What to do →
Render the listing below as a Markdown table with the columns Row and Line, numbering each line and skipping blank lines. Leave the picture placeholders out of the table.
»»
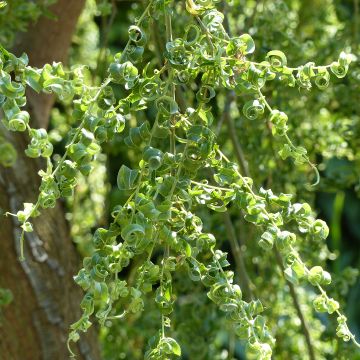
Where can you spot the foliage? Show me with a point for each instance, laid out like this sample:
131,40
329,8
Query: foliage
161,251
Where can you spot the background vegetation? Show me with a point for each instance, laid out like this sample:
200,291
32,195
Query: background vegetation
326,123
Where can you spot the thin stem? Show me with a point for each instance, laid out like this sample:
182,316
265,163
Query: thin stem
297,306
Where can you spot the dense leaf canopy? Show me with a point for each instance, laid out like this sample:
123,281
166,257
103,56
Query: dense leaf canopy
208,129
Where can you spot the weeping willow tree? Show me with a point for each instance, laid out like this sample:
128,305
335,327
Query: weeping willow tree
188,160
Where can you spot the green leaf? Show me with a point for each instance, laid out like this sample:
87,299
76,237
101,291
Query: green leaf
126,179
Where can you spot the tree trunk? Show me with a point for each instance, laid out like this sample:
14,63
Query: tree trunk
46,299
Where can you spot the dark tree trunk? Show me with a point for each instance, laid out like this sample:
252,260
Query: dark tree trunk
46,299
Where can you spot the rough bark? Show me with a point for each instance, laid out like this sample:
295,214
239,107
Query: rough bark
46,300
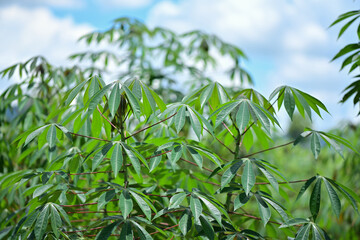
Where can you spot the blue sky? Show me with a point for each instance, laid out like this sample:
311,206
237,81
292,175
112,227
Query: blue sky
287,41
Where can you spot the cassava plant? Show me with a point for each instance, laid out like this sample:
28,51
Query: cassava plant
111,149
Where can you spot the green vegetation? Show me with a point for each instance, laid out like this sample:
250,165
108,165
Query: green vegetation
111,149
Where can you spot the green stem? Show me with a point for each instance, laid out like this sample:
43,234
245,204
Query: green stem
122,119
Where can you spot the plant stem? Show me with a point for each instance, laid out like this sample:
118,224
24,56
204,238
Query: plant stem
80,135
143,129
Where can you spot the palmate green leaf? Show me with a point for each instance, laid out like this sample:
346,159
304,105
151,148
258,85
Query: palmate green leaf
241,200
56,222
243,116
72,94
212,156
206,94
160,103
100,155
126,231
34,134
41,222
207,227
334,198
185,222
224,111
63,213
116,159
230,173
148,97
106,232
144,235
177,199
214,211
142,204
196,156
195,206
315,199
248,177
176,153
293,222
292,97
195,122
339,140
347,193
277,207
269,176
180,119
125,203
154,162
133,158
304,232
305,186
317,235
94,100
114,99
289,102
105,198
134,102
40,190
265,212
315,144
347,49
51,136
301,104
94,86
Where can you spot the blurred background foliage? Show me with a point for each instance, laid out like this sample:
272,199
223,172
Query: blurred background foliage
162,64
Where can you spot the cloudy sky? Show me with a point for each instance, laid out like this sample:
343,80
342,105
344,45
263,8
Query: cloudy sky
287,41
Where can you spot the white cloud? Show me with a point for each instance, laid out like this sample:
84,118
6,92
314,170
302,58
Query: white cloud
291,35
52,3
124,3
28,32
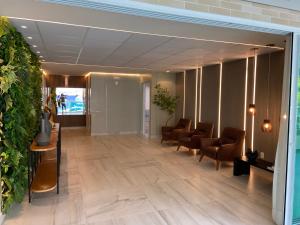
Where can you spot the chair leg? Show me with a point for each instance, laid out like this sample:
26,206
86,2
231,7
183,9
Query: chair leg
201,157
218,165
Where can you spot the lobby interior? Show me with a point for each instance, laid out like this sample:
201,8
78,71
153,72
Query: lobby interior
114,169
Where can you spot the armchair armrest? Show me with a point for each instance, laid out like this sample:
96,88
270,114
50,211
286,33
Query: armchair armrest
206,142
183,133
166,129
197,137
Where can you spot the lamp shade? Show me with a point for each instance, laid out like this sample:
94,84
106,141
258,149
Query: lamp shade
252,109
266,126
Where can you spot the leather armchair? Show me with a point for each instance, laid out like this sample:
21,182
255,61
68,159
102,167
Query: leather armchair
226,148
174,133
192,140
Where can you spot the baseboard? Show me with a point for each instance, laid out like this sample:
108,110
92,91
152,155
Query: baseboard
120,133
72,128
2,217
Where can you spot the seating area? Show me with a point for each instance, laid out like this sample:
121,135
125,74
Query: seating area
226,148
««
Task output →
| Row | Line |
|---|---|
| 1 | Where can you spot the foliage? Show me with a point for each instance, laid out like this sample: |
| 2 | 131,40 |
| 3 | 329,8 |
| 4 | Query: foliage |
| 5 | 161,251 |
| 6 | Where can you spot the background vegetation? Show me with a point for each instance, laid out like this sample: |
| 7 | 200,291 |
| 8 | 32,195 |
| 9 | Query: background vegetation |
| 10 | 326,123 |
| 11 | Where can you spot the thin stem? Show me with a point for each instance, laid out like this sample: |
| 12 | 182,316 |
| 13 | 265,163 |
| 14 | Query: thin stem |
| 15 | 297,306 |
| 16 | Where can you spot the dense leaf canopy? Show me with a point for each instance, laid out like this sample: |
| 17 | 123,281 |
| 18 | 166,257 |
| 19 | 103,56 |
| 20 | Query: dense leaf canopy |
| 21 | 208,129 |
| 22 | Where can you spot the weeping willow tree? Show me with a point for each instance, laid out like this sample: |
| 23 | 128,305 |
| 24 | 335,327 |
| 25 | Query: weeping willow tree |
| 26 | 188,160 |
| 27 | Where can you spot the green leaf? Show me with a point for each instance, laid out like this sample: |
| 28 | 87,299 |
| 29 | 76,237 |
| 30 | 101,291 |
| 31 | Query: green leaf |
| 32 | 126,179 |
| 33 | Where can you spot the tree trunk? Show me with a point for each instance, laid out like this sample: |
| 34 | 14,63 |
| 35 | Query: tree trunk |
| 36 | 46,299 |
| 37 | Where can you spot the dark tree trunk? Show me with a point for each instance, laid out like this sample: |
| 38 | 252,260 |
| 39 | Query: dark tree trunk |
| 40 | 46,299 |
| 41 | Where can you spot the rough bark? Show me with a point for each instance, laid out like this sample: |
| 42 | 295,214 |
| 43 | 239,107 |
| 44 | Query: rough bark |
| 45 | 46,300 |
| 46 | Where can you spot the blue sky? Show me with a point for each instance, laid out like this sample: |
| 47 | 311,206 |
| 48 | 237,81 |
| 49 | 292,175 |
| 50 | 112,227 |
| 51 | Query: blue sky |
| 52 | 287,41 |
| 53 | Where can you spot the cassava plant? Show me with a point for each instance, laid out like this sample: |
| 54 | 28,51 |
| 55 | Query: cassava plant |
| 56 | 111,149 |
| 57 | Where can you spot the green vegetation? Show me with a point for each instance, laid out like this sample: |
| 58 | 250,165 |
| 59 | 108,165 |
| 60 | Query: green vegetation |
| 61 | 111,149 |
| 62 | Where can you spot the green stem? Show me with a point for each instance, laid out like this sample: |
| 63 | 43,234 |
| 64 | 245,204 |
| 65 | Query: green stem |
| 66 | 122,119 |
| 67 | Where can you spot the plant stem? Show me with a point for each instance, laid out like this sample: |
| 68 | 118,224 |
| 69 | 24,56 |
| 70 | 204,238 |
| 71 | Query: plant stem |
| 72 | 80,135 |
| 73 | 143,129 |
| 74 | Where can you spot the palmate green leaf? Show me with a point for each instance, laid out like this sample: |
| 75 | 346,159 |
| 76 | 304,105 |
| 77 | 151,148 |
| 78 | 258,85 |
| 79 | Query: palmate green leaf |
| 80 | 241,200 |
| 81 | 56,222 |
| 82 | 243,116 |
| 83 | 72,94 |
| 84 | 212,156 |
| 85 | 206,94 |
| 86 | 160,103 |
| 87 | 100,155 |
| 88 | 126,231 |
| 89 | 34,134 |
| 90 | 41,222 |
| 91 | 207,227 |
| 92 | 334,198 |
| 93 | 185,222 |
| 94 | 224,111 |
| 95 | 63,213 |
| 96 | 116,159 |
| 97 | 230,173 |
| 98 | 148,97 |
| 99 | 106,232 |
| 100 | 144,235 |
| 101 | 177,199 |
| 102 | 214,211 |
| 103 | 142,204 |
| 104 | 196,156 |
| 105 | 195,206 |
| 106 | 315,199 |
| 107 | 248,177 |
| 108 | 176,153 |
| 109 | 293,222 |
| 110 | 292,97 |
| 111 | 195,122 |
| 112 | 339,140 |
| 113 | 347,193 |
| 114 | 277,207 |
| 115 | 269,176 |
| 116 | 180,119 |
| 117 | 125,203 |
| 118 | 154,162 |
| 119 | 133,158 |
| 120 | 304,232 |
| 121 | 305,186 |
| 122 | 317,235 |
| 123 | 94,100 |
| 124 | 114,99 |
| 125 | 289,102 |
| 126 | 105,198 |
| 127 | 134,102 |
| 128 | 40,190 |
| 129 | 265,212 |
| 130 | 315,144 |
| 131 | 347,49 |
| 132 | 51,136 |
| 133 | 301,104 |
| 134 | 94,86 |
| 135 | Where can you spot the blurred background foliage? Show me with a point for each instance, laid out like this sample: |
| 136 | 272,199 |
| 137 | 223,172 |
| 138 | Query: blurred background foliage |
| 139 | 162,64 |
| 140 | Where can you spot the cloudy sky? Show me with a point for each instance, laid out like this sample: |
| 141 | 343,80 |
| 142 | 342,105 |
| 143 | 344,45 |
| 144 | 263,8 |
| 145 | Query: cloudy sky |
| 146 | 287,41 |
| 147 | Where can you spot the white cloud? Show me with a point for each instance, laid out like this sample: |
| 148 | 84,118 |
| 149 | 6,92 |
| 150 | 314,170 |
| 151 | 302,58 |
| 152 | Query: white cloud |
| 153 | 291,35 |
| 154 | 52,3 |
| 155 | 124,3 |
| 156 | 28,32 |
| 157 | Where can you spot the chair leg? Show me with a point for each instance, laid out like this sample: |
| 158 | 26,206 |
| 159 | 86,2 |
| 160 | 231,7 |
| 161 | 183,9 |
| 162 | Query: chair leg |
| 163 | 201,157 |
| 164 | 218,165 |
| 165 | Where can you spot the lobby interior? Show me with a point for each instance, laid out like this sample: |
| 166 | 201,8 |
| 167 | 78,71 |
| 168 | 153,72 |
| 169 | Query: lobby interior |
| 170 | 114,169 |
| 171 | Where can you spot the armchair armrest? Show me with a point for each instance, laid out like this sample: |
| 172 | 96,88 |
| 173 | 270,114 |
| 174 | 50,211 |
| 175 | 286,33 |
| 176 | Query: armchair armrest |
| 177 | 206,142 |
| 178 | 183,133 |
| 179 | 166,129 |
| 180 | 197,137 |
| 181 | Where can you spot the lamp shade? Show me with a point for each instance, laid out like this sample: |
| 182 | 94,84 |
| 183 | 106,141 |
| 184 | 258,149 |
| 185 | Query: lamp shade |
| 186 | 252,109 |
| 187 | 266,126 |
| 188 | Where can you spot the leather armchair? Show me with a point for each instance, laid out like this sample: |
| 189 | 21,182 |
| 190 | 255,61 |
| 191 | 68,159 |
| 192 | 102,167 |
| 193 | Query: leather armchair |
| 194 | 226,148 |
| 195 | 174,133 |
| 196 | 192,140 |
| 197 | Where can you spot the baseboard? Show me with a point for each instance, laid out like this sample: |
| 198 | 108,110 |
| 199 | 92,91 |
| 200 | 152,155 |
| 201 | Query: baseboard |
| 202 | 120,133 |
| 203 | 72,128 |
| 204 | 2,217 |
| 205 | Where can you spot the seating area? Show me with a point for each instance, laid out like this sample: |
| 206 | 121,135 |
| 207 | 125,74 |
| 208 | Query: seating area |
| 209 | 226,148 |